- _What to do_: Repeat, exactly and alone, every line from the line that contains "For the benchmark, pin each instance of the building" to the end of the entries.

Records from a collection:

%%

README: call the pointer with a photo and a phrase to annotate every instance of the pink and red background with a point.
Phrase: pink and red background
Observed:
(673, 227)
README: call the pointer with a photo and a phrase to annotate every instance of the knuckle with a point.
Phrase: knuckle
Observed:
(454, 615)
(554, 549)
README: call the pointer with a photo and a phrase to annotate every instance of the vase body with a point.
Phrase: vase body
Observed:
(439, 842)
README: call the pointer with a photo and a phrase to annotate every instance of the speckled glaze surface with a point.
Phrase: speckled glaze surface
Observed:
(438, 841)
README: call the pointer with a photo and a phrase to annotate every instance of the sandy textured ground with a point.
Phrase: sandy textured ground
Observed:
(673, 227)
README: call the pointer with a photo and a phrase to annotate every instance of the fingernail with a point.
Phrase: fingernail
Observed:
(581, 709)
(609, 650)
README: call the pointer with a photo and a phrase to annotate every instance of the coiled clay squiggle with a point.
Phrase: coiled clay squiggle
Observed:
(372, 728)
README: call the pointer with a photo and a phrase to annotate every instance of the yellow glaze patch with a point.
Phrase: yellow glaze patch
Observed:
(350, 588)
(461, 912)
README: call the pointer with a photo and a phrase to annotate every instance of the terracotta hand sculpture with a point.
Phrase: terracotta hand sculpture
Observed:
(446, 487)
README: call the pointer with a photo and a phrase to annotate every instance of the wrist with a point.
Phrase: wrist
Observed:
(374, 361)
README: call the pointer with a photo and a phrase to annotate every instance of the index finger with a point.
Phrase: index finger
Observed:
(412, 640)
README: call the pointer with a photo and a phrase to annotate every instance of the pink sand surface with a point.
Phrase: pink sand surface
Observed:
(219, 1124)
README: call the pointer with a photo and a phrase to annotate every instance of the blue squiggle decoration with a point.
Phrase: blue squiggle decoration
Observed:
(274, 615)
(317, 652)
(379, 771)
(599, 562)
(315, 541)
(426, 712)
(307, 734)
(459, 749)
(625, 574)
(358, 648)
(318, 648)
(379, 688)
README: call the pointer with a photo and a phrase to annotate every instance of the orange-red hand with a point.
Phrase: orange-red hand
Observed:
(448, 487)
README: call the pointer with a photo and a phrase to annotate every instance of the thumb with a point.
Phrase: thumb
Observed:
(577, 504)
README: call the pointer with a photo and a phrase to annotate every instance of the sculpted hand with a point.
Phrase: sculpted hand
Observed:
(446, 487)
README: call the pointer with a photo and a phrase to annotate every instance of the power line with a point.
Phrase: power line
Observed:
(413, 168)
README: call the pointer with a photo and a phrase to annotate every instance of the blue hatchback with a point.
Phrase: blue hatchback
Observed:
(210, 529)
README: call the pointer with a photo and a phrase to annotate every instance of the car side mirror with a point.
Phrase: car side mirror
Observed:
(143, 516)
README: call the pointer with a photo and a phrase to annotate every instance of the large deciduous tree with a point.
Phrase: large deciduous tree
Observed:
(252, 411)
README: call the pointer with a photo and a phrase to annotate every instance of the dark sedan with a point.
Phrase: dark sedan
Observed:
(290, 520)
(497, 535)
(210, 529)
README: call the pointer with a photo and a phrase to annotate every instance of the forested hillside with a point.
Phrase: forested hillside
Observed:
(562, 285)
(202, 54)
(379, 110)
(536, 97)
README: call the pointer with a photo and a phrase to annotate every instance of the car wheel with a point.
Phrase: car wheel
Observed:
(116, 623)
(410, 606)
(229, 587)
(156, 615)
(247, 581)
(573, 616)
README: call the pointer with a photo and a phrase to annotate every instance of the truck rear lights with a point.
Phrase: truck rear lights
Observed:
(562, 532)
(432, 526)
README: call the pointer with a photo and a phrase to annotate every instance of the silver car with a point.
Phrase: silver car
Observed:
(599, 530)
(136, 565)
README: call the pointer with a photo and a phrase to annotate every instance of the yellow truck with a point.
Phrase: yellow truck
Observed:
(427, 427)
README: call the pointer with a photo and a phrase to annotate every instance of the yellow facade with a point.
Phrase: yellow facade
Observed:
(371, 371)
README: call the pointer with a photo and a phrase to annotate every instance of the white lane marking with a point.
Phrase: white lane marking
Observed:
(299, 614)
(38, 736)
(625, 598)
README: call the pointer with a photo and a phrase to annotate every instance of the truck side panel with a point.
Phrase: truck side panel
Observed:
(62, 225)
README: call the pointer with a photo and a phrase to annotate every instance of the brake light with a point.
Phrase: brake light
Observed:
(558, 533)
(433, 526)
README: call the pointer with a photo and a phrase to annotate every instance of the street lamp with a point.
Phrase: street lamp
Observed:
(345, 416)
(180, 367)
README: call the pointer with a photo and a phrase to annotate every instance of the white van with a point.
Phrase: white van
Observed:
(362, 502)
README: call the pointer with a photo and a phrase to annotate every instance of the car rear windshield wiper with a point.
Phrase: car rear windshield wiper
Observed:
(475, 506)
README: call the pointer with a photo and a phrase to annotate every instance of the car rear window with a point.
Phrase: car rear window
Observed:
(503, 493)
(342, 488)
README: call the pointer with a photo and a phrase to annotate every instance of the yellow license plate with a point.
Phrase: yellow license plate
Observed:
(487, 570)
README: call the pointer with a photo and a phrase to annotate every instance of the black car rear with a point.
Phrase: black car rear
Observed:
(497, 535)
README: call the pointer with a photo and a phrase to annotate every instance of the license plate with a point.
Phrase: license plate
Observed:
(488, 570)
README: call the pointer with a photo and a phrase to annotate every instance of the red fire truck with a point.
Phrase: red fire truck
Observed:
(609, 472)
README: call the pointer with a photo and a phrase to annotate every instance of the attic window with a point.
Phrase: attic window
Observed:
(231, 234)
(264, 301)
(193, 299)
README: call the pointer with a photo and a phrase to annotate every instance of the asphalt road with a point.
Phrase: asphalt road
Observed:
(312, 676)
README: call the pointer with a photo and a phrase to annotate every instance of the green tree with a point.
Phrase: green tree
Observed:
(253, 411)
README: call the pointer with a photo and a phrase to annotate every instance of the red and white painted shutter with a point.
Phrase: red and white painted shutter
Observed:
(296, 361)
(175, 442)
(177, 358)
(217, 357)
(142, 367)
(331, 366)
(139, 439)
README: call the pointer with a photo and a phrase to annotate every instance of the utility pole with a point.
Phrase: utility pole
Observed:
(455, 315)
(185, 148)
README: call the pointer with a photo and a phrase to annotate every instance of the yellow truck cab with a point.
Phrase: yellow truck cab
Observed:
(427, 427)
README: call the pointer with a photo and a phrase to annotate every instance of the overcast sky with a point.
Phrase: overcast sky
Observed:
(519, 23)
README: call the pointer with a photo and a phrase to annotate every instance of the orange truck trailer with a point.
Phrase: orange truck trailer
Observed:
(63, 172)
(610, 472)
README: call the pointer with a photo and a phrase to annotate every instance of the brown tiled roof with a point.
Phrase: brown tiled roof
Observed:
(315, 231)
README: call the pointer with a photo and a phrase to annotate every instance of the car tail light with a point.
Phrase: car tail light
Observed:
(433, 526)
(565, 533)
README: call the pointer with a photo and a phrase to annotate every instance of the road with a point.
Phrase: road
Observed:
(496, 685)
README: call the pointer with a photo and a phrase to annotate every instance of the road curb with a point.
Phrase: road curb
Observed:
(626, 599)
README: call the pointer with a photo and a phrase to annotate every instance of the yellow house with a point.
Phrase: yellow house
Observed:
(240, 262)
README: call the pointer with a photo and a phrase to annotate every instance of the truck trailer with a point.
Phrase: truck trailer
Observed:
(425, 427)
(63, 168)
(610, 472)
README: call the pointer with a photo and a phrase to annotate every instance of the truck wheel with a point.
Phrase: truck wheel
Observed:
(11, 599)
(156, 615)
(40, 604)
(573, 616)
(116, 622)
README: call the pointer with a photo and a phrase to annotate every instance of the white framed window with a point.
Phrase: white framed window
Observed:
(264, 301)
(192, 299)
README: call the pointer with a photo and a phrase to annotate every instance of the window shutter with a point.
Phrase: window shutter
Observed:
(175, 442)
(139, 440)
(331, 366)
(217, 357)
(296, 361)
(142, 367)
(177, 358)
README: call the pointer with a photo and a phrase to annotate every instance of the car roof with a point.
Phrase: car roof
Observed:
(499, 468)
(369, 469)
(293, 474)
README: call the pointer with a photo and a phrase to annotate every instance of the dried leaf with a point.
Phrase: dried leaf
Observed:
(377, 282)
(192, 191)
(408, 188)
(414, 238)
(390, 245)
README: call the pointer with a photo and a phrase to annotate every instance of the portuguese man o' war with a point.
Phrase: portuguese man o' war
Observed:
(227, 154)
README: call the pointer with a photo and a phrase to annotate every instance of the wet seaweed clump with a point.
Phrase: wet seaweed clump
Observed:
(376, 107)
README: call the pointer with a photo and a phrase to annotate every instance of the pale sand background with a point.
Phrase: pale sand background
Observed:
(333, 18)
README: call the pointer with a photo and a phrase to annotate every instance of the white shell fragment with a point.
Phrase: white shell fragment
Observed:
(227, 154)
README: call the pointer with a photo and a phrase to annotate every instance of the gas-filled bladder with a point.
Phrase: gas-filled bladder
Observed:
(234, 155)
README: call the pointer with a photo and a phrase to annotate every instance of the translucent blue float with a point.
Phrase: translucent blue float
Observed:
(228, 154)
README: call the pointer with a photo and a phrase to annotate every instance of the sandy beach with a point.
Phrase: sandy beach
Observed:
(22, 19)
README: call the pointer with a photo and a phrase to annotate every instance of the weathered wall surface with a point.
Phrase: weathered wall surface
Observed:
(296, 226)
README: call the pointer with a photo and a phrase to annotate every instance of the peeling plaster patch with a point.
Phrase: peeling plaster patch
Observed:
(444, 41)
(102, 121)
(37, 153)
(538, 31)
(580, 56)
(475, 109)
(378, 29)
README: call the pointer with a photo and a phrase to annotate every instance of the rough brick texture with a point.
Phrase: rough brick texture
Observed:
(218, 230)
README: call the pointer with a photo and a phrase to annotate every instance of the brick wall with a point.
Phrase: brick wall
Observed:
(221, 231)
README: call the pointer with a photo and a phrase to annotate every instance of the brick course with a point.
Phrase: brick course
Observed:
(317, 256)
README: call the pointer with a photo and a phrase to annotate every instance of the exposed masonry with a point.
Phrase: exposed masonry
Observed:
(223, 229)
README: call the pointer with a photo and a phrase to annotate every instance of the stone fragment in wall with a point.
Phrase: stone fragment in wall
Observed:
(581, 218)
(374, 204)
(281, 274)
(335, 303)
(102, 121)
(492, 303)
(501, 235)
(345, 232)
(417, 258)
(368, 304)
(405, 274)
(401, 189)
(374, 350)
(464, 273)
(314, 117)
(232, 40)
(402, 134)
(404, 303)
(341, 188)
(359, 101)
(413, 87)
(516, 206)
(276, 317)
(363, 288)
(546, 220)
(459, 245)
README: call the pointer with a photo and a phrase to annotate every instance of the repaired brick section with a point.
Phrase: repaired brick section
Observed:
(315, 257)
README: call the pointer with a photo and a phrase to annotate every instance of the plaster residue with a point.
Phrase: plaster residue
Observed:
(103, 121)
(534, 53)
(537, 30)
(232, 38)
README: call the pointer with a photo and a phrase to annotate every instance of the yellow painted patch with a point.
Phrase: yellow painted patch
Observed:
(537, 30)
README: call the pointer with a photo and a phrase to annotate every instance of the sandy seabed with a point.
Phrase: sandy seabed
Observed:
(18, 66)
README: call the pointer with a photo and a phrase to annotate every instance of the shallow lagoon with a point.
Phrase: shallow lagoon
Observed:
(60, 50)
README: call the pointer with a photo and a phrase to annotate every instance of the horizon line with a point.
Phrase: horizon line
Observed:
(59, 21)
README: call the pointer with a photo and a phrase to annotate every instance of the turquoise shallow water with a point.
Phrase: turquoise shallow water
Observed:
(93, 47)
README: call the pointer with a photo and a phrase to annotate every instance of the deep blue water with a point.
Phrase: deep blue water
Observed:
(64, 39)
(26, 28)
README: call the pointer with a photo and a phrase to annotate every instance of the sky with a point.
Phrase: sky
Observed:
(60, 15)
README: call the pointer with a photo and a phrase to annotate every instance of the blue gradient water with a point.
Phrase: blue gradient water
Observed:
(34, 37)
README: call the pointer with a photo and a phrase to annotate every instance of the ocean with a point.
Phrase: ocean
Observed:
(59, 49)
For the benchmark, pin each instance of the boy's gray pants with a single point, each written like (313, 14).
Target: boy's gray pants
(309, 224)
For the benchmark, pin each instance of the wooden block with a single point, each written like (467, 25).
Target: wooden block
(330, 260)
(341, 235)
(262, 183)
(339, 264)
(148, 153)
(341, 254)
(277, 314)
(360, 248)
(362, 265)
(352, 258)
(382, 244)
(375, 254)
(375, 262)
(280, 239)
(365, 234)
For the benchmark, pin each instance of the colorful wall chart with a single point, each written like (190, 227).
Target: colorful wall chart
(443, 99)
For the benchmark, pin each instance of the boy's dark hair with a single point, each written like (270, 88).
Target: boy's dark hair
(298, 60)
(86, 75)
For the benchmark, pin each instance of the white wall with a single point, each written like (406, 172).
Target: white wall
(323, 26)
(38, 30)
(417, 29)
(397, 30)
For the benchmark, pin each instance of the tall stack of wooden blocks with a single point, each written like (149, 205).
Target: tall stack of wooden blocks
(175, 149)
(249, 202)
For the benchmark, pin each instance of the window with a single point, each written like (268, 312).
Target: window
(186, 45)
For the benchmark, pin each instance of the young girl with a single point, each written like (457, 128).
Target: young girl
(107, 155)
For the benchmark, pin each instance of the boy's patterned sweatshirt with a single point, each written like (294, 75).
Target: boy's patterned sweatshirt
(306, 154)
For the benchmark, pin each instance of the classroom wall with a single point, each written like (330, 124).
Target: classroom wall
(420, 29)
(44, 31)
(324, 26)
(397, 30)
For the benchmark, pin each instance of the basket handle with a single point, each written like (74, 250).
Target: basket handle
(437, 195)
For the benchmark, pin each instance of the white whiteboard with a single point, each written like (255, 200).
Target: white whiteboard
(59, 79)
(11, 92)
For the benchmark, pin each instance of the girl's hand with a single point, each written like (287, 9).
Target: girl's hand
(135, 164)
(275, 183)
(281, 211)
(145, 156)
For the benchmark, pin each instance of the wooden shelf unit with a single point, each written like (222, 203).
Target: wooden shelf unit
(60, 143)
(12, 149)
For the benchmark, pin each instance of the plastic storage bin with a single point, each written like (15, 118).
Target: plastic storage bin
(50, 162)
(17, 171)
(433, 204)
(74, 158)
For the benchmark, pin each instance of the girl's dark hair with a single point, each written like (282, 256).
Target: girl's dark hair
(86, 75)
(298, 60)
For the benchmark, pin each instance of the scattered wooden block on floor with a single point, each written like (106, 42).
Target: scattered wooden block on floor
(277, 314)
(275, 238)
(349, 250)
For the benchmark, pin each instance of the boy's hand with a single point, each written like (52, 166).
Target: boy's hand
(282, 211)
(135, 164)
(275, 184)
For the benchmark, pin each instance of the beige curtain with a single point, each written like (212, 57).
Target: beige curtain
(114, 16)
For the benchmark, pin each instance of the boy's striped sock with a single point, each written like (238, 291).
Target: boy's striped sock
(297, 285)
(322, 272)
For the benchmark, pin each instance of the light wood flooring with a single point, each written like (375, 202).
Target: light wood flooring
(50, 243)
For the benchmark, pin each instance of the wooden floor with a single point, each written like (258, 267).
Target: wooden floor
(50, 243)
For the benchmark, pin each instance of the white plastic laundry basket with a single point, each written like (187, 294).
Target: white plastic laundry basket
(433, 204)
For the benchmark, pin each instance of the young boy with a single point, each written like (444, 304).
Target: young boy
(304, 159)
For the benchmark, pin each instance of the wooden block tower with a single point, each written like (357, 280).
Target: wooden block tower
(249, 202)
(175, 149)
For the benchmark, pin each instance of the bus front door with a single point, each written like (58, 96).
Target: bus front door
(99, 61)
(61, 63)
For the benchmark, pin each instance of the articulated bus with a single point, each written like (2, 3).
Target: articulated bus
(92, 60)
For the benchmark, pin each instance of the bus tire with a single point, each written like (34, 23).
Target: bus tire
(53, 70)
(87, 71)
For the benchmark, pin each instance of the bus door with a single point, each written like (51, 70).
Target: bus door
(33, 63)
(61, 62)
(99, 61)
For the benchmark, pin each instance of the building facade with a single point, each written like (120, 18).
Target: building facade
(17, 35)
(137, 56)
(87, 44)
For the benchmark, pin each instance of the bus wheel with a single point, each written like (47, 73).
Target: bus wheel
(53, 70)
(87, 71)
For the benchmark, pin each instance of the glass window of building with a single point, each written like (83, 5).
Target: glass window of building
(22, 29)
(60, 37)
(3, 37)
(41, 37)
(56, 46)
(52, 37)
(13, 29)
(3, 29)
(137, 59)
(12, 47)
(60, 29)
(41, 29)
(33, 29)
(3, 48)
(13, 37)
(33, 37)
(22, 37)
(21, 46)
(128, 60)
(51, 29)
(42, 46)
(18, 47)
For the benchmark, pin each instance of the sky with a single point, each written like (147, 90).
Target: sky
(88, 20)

%%

- _Exercise result_:
For the benchmark, pin each instance of the building facade with a single point, each written like (120, 18).
Target: building facade
(17, 35)
(137, 56)
(87, 44)
For the benchmark, pin each instance of the bus wheel with a single point, each written like (47, 73).
Target: bus wheel
(53, 70)
(87, 71)
For the benchmark, pin each instance of the glass window of building with a single point, each written like (83, 5).
Target: glass window of building
(22, 29)
(60, 37)
(3, 37)
(41, 37)
(56, 46)
(52, 37)
(13, 29)
(3, 29)
(137, 59)
(12, 47)
(60, 29)
(41, 29)
(33, 29)
(3, 48)
(13, 37)
(33, 37)
(22, 37)
(21, 46)
(128, 60)
(51, 29)
(42, 46)
(18, 47)
For the benchmark, pin each instance of the sky with a single point, each written like (147, 90).
Target: sky
(88, 20)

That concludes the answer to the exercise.